- TASK DETAILS:
Copy every entry below word for word.

- THE DATA:
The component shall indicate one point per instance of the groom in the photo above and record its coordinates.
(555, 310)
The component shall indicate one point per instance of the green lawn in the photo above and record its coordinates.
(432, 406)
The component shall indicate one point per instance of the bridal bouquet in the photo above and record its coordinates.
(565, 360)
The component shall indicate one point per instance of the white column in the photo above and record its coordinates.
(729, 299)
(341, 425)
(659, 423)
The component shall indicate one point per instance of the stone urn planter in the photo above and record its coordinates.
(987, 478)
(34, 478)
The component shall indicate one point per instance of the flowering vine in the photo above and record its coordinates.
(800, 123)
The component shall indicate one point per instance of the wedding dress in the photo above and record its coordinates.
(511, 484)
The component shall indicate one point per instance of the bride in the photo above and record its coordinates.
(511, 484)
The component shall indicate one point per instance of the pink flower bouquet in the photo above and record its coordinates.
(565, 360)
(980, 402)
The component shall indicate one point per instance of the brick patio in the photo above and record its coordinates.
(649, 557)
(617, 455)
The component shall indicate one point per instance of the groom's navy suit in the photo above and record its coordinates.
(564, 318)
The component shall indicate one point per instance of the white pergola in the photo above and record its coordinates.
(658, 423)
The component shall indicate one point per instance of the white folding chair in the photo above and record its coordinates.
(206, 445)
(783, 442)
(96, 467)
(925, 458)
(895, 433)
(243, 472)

- RIGHT ANSWER:
The component shall indicate one point per instance of the groom in the photo above and record its coordinates.
(555, 310)
The component shall indicate one point per instance of the green lawn in the photo above and record its coordinates.
(432, 406)
The component shall indicate one point per instance of the bridal bouquet in the photo above and record its coordinates.
(565, 360)
The component shall indicate one point per instance of the white column in the photo above and record its coordinates.
(729, 299)
(341, 425)
(659, 423)
The component shall indicate one point per instance of the stone urn planter in the photo above and record its coordinates.
(987, 478)
(34, 478)
The component shall indicate one point per instance of the flowering vine in the photo above and record its coordinates.
(800, 123)
The component shall indicate one point per instance of the wedding dress in the photo above and record its coordinates.
(511, 484)
The component shall indicate one point per instance of the bride in the photo above and record its coordinates.
(511, 484)
The component shall indicate one point per instance of the pink flower bouquet in the photo above and record its coordinates.
(565, 360)
(980, 402)
The component shall indicate one point per instance of the brick patio in the photo above and record its coordinates.
(649, 557)
(617, 455)
The component shall indicate one point per instance of the groom's navy suit in the photo above and record its coordinates.
(564, 318)
The component shall indicate one point per instance of the white pergola in the photo above and record its coordinates.
(658, 423)
The component shall indicate one point per instance of the white folding chair in the photo above and record its coordinates.
(206, 445)
(783, 442)
(96, 467)
(925, 458)
(895, 433)
(243, 472)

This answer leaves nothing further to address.